● **WHAT TO WORK ON**
Rewrite the material from its start through the line containing "left=1063, top=502, right=1094, bottom=525", keeping every line, requests included. Scale each box coordinate in the answers by 0.3 and round to whole numbers, with halves going up.

(Records from a data source)
+-------+

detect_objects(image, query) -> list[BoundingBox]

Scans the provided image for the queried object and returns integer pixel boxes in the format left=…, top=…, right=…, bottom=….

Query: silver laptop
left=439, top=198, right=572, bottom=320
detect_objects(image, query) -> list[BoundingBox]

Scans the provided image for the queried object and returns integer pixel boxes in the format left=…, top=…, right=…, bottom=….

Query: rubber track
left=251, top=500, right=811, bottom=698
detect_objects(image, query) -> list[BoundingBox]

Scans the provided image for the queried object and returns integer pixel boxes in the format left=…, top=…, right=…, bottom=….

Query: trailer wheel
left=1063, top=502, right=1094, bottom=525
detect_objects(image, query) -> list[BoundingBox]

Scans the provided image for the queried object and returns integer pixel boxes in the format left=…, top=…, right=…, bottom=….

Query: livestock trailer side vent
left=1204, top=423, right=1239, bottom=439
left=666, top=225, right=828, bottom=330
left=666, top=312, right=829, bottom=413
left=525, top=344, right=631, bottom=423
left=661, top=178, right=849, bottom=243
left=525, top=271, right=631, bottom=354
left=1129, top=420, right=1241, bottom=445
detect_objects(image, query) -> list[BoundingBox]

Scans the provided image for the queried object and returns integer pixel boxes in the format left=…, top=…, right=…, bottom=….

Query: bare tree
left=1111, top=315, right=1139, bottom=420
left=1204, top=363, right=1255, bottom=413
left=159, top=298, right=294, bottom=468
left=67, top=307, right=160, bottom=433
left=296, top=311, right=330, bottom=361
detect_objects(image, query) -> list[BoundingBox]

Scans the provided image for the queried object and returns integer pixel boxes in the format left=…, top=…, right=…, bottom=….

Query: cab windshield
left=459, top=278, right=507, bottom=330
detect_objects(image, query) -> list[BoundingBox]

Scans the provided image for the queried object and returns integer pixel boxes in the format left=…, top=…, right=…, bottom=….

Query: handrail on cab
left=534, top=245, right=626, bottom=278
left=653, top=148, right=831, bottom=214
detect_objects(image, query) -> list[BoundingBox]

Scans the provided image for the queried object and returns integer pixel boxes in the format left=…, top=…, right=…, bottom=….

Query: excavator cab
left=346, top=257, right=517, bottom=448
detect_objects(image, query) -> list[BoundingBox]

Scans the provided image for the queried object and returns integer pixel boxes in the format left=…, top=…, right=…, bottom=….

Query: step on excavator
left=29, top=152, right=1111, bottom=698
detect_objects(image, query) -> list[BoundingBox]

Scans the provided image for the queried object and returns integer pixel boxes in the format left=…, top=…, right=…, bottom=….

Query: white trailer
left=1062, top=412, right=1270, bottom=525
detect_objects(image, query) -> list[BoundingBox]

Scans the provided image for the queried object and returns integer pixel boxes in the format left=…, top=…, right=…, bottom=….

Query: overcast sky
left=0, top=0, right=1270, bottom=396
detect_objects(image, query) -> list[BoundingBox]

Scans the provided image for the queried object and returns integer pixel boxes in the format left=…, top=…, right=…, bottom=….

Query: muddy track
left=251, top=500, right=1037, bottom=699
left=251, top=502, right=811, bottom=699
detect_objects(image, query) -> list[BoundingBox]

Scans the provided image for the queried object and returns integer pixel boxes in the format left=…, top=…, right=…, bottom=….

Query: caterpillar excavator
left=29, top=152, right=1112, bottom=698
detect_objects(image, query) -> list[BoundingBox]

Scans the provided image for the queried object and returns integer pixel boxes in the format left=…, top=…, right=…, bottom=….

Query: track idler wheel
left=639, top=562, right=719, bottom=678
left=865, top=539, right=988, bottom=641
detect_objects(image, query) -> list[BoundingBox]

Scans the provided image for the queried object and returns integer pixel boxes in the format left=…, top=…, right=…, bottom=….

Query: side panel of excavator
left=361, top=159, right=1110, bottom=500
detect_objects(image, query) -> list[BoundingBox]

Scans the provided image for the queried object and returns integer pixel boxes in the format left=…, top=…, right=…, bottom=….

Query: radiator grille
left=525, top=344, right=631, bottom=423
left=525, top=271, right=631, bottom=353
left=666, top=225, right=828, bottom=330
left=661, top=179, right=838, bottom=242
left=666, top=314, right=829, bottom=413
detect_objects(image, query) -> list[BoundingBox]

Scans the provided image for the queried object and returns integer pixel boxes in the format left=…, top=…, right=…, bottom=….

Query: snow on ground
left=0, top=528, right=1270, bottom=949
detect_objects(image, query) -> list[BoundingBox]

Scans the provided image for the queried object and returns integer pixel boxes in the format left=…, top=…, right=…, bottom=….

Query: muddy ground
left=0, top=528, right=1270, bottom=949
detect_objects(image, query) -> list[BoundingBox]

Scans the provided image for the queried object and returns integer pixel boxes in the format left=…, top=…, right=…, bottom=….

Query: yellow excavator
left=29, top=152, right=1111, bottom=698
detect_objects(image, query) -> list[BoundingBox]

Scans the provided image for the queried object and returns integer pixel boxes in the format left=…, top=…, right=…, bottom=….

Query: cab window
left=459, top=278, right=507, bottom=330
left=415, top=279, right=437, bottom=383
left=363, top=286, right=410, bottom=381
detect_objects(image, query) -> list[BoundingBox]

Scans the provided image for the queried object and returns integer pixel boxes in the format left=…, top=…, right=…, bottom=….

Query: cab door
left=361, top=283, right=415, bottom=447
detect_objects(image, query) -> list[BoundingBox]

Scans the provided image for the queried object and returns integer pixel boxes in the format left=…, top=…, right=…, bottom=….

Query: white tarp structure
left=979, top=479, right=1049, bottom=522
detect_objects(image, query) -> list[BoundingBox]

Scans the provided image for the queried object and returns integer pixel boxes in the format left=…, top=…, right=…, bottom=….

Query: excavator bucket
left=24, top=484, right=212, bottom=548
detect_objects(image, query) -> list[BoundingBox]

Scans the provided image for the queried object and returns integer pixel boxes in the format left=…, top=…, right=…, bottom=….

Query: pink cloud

+-------+

● **WORKED ANSWER**
detect_objects(image, query) -> list[BoundingBox]

Scans the provided image for the queried object and returns integer pixel boxes in the format left=…, top=…, right=…, bottom=….

Query: silver laptop
left=132, top=59, right=172, bottom=96
detect_objects(image, query) -> list[BoundingBox]

Scans the provided image for the queried object and returns integer pixel boxes in the format left=…, top=…, right=…, bottom=….

Query: rubber track
left=75, top=150, right=243, bottom=209
detect_objects(image, query) -> list[BoundingBox]

Scans the provided image for the queried object and returns integer pixel boxes in the format left=…, top=…, right=…, bottom=….

Query: trailer wheel
left=319, top=151, right=328, bottom=158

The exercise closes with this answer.